Exercise text:
· · · ·
It comes as a nationwide Covid-19 lockdown has resulted in people only travelling for essential reasons.

Portsmouth City Council's environment boss, Councillor Dave Ashmore, said the data highlighted the effect of car use in the city. He said: 'It shows that the volume of car usage has a direct impact on levels of NO2.

'According to Public Health England 90 people in Portsmouth die every year due to air pollution. If 90 people a year died from something else we would be saying this is horrific, because it is.

'We know that air pollution effects people's breathing and can cause them to have respiratory problems.

Environmental campaigner Nick Sebley believed more should be done to tackle pollution after the lockdown. Picture: Ian Hargreaves (071219-8)

'This data could have knock-on effect on how do things in the future when trying to get people out of their cars. We are already working to make public transport more accessible and greener - through retrofitting buses - and installing more electric vehicle charging points.'

The data, which was compiled by the BBC shared data unit, revealed that in the UK the highest drop in NO2 was in Hafodyrynys in Wales. Between the two weeks NO2 levels dropped from 72.6 to 41.1.

NO2 levels also reduced along the A33 in Southampton from 40.1 to 21.9.

Environmental activists believed this presented an 'opportunity' to consider our emissions in the future.

Portsmouth air quality campaigner Tim Sheerman-Chase said: 'We have taken action to reduce the risk of Covid-19, but this has also shown that air quality improvements are possible in principle, if we have the political will.'

Extinction Rebellion Portsmouth member Nick Sebley added: 'There’s a real opportunity to build on these positives to tackle the air pollution and climate emergencies.'

The three largest drops, above Portsmouth, in NO2 in the UK were in Hafodyrynys and Chepstow in Wales and Edinburgh in Scotland.
· · · ·
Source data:

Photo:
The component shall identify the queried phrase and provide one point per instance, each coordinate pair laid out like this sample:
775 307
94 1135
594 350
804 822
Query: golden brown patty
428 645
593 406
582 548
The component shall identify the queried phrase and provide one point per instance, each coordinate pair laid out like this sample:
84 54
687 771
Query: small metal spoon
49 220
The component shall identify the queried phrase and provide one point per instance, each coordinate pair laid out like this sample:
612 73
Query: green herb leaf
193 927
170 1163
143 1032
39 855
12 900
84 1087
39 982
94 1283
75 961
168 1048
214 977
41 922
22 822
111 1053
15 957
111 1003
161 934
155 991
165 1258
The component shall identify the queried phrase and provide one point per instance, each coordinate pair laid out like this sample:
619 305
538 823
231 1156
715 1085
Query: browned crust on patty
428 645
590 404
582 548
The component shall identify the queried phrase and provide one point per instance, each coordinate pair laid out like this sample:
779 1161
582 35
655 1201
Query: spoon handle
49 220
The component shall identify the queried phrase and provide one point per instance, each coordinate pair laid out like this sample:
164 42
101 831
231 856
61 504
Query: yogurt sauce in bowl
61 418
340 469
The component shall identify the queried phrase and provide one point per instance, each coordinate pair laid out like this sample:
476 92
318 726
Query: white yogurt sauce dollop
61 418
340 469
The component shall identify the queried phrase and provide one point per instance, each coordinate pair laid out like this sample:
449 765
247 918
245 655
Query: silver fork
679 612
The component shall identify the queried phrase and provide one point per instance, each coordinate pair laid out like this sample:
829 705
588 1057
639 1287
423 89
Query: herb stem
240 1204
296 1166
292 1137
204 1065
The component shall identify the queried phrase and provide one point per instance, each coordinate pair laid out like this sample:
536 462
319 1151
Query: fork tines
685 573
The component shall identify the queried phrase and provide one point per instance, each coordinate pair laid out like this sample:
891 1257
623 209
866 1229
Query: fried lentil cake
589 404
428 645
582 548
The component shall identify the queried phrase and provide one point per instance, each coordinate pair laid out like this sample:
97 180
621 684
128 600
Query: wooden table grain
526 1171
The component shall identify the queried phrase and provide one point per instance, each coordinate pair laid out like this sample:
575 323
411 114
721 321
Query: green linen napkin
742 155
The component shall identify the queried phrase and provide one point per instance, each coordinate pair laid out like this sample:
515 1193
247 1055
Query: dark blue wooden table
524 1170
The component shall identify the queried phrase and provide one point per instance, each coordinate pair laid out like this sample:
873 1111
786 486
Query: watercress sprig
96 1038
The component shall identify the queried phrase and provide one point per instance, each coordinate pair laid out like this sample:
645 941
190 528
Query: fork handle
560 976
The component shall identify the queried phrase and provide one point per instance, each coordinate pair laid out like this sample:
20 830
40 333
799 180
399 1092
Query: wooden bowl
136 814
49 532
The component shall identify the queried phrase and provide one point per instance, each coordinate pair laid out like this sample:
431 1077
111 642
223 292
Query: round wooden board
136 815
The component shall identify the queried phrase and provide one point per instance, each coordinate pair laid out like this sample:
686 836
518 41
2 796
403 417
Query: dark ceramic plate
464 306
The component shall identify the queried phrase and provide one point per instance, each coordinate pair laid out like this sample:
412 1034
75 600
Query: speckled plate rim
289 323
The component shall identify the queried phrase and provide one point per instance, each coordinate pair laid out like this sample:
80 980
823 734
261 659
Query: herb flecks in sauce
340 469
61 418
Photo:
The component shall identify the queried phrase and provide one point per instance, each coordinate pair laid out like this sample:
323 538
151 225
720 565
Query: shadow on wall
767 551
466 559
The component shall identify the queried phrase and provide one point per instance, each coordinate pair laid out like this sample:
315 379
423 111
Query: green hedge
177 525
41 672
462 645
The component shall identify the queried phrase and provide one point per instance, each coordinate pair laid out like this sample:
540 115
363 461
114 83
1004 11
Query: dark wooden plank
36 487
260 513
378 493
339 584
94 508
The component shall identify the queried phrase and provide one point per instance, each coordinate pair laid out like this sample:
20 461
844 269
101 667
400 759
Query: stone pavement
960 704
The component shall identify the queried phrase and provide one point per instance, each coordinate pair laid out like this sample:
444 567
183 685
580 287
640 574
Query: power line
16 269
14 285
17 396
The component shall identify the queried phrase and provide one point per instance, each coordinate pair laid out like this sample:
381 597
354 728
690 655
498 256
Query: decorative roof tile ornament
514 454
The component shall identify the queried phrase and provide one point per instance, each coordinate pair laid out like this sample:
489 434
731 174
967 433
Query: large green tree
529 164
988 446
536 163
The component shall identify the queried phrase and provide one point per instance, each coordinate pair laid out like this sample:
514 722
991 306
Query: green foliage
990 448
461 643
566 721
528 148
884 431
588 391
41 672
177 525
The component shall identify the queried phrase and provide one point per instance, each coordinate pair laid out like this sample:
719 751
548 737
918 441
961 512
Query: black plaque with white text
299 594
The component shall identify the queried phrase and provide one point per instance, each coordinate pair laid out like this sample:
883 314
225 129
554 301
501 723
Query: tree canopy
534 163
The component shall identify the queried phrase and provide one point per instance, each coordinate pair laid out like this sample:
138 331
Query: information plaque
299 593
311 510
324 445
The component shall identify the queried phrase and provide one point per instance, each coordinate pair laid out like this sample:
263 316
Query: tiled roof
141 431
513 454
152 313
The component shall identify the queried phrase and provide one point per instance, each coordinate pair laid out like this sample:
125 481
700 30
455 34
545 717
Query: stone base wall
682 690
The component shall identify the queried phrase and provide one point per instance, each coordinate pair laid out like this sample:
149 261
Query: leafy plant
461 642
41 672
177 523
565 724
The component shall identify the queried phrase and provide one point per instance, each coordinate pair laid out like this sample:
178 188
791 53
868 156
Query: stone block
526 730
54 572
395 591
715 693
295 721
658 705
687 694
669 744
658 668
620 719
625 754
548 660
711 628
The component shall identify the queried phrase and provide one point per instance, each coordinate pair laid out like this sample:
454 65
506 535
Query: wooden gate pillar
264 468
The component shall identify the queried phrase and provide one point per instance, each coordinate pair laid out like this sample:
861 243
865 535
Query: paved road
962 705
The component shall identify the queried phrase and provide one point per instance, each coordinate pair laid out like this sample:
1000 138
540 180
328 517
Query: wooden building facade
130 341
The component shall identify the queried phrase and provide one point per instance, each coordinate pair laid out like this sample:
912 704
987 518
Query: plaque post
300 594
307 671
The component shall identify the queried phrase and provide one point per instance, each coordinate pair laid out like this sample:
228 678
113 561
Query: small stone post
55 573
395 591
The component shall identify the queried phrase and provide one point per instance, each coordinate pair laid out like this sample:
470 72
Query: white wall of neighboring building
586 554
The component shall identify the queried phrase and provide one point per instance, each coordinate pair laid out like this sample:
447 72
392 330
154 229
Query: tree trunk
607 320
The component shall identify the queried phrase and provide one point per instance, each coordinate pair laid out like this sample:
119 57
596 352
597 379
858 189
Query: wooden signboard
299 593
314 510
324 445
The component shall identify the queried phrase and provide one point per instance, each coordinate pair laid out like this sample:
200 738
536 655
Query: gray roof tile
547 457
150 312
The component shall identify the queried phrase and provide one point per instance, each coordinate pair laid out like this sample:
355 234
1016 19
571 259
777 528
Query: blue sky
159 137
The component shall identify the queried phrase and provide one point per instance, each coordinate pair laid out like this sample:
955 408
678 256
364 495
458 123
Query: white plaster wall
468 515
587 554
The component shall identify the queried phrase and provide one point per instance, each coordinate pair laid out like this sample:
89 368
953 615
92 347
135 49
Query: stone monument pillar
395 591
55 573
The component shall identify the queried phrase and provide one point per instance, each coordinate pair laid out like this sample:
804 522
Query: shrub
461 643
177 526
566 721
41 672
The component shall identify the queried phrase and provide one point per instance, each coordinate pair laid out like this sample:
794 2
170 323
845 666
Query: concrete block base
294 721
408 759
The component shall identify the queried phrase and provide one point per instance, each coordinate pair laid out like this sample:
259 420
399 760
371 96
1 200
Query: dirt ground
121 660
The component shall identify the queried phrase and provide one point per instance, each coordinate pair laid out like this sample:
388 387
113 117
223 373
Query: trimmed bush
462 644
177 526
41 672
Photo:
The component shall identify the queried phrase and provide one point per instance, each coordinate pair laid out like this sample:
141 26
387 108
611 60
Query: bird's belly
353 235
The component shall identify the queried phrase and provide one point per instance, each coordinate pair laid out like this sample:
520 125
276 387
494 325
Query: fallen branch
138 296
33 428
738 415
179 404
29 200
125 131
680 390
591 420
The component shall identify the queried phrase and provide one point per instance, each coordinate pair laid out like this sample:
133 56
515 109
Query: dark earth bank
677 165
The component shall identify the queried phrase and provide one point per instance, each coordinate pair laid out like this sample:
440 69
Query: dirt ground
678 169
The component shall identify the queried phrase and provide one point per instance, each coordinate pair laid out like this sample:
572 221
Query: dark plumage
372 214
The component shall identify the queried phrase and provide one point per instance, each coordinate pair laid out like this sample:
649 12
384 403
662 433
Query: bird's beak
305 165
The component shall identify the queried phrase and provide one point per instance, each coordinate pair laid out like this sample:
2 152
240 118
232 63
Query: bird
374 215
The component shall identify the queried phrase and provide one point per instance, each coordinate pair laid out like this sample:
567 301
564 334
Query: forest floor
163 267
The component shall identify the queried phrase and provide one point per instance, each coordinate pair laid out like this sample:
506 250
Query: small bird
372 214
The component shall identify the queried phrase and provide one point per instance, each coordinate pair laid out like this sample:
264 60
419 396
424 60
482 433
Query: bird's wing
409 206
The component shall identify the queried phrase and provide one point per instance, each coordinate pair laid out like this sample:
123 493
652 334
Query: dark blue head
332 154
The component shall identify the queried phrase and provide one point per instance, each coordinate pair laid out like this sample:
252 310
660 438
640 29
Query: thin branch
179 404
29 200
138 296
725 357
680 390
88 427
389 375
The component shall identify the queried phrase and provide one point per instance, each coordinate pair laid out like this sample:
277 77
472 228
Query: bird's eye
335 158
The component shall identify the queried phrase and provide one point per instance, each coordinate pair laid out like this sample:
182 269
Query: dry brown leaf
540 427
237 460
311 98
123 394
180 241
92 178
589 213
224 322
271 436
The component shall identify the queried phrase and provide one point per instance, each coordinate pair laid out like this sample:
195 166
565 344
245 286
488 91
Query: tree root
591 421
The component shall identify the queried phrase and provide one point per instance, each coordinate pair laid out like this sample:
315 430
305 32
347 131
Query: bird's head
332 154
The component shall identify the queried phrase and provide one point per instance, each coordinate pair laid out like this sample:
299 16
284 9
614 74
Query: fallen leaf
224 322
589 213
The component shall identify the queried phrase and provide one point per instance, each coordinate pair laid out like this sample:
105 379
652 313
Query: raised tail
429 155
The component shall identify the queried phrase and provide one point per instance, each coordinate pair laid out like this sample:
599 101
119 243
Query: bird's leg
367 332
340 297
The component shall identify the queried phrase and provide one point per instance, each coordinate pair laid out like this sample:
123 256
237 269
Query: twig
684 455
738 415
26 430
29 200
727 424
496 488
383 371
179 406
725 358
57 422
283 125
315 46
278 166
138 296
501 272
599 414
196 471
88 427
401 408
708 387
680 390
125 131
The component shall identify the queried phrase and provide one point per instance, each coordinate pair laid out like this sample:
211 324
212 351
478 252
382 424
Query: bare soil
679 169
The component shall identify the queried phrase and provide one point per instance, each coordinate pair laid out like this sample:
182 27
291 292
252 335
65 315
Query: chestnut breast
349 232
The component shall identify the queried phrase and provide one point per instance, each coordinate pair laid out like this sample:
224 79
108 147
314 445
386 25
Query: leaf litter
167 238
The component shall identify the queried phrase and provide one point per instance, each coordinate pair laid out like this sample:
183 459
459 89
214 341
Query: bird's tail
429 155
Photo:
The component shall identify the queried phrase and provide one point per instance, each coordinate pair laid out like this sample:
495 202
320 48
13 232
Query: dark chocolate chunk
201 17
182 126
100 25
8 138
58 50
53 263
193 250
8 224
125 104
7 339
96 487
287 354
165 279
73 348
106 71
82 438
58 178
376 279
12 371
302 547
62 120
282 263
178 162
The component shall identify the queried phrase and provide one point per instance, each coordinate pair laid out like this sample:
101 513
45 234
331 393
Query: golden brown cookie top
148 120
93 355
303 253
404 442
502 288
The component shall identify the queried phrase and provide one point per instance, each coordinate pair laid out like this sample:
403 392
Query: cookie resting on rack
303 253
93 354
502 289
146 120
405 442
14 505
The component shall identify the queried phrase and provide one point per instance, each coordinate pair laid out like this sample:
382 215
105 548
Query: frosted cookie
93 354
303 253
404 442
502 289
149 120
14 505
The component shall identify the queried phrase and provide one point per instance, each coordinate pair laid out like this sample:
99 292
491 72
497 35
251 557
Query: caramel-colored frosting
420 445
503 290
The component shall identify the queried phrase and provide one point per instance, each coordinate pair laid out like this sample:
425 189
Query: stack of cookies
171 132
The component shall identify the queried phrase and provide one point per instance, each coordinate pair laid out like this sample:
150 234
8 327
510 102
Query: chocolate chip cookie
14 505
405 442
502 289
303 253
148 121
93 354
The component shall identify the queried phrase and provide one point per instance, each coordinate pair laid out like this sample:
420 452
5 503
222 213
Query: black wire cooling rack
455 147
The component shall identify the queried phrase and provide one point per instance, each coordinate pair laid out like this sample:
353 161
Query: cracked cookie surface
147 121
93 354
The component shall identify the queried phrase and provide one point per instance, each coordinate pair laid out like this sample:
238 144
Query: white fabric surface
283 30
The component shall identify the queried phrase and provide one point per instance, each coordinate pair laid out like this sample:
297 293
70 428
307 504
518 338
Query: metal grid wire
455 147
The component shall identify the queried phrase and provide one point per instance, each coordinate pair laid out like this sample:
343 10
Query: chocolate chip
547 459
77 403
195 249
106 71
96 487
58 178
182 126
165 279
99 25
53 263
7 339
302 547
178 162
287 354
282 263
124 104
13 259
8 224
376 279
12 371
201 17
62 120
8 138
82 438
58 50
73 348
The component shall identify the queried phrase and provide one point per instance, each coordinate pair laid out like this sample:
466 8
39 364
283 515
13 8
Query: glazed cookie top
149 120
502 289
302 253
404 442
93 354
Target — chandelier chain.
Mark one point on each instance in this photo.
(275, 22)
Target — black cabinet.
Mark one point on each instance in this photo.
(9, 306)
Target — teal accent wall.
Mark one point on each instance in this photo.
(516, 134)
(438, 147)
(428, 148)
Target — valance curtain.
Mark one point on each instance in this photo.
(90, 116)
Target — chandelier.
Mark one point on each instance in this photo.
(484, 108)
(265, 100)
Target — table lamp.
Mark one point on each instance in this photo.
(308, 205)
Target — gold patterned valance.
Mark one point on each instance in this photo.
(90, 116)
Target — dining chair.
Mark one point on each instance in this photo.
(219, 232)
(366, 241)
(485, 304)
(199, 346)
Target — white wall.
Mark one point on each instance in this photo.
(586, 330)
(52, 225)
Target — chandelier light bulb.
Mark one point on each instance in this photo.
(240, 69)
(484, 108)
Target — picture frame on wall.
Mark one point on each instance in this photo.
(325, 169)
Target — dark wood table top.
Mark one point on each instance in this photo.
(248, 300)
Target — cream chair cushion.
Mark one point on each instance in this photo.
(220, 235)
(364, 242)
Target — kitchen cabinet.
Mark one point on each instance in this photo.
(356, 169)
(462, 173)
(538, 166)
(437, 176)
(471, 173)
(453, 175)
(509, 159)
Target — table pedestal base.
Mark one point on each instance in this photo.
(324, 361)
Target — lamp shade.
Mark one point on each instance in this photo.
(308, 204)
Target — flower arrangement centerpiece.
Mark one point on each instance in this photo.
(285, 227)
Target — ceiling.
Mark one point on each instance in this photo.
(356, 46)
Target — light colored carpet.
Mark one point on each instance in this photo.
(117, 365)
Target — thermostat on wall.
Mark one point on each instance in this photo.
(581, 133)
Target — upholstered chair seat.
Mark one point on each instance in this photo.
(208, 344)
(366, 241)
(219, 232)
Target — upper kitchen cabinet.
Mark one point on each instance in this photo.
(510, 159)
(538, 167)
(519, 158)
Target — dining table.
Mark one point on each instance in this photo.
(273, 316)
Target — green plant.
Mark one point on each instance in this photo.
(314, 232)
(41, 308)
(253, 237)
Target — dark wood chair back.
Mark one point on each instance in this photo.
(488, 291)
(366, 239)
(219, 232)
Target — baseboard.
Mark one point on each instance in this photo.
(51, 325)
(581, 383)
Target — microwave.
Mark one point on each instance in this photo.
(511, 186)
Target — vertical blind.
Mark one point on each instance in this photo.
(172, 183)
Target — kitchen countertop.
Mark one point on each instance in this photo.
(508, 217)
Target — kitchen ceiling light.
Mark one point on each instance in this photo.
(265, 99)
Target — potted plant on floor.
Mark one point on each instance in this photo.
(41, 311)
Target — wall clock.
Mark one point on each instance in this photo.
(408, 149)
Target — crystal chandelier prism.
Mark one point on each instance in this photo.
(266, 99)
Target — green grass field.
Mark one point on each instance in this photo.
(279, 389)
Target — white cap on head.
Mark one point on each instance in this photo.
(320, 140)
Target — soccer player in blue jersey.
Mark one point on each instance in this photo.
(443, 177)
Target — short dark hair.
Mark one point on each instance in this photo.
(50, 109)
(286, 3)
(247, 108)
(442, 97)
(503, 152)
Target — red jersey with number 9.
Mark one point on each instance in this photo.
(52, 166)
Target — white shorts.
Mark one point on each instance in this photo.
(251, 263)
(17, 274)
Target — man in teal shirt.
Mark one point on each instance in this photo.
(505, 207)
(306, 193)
· · · ·
Exercise goal:
Answer these questions from the text on lockdown and air pollution:
(a) According to Public Health England, how many people in Portsmouth die every year due to air pollution?
(b) Along the A33 in Southampton, NO2 levels fell from what figure to what figure?
(c) Who compiled the data?

Response to this task:
(a) 90 people
(b) From 40.1 to 21.9
(c) The BBC shared data unit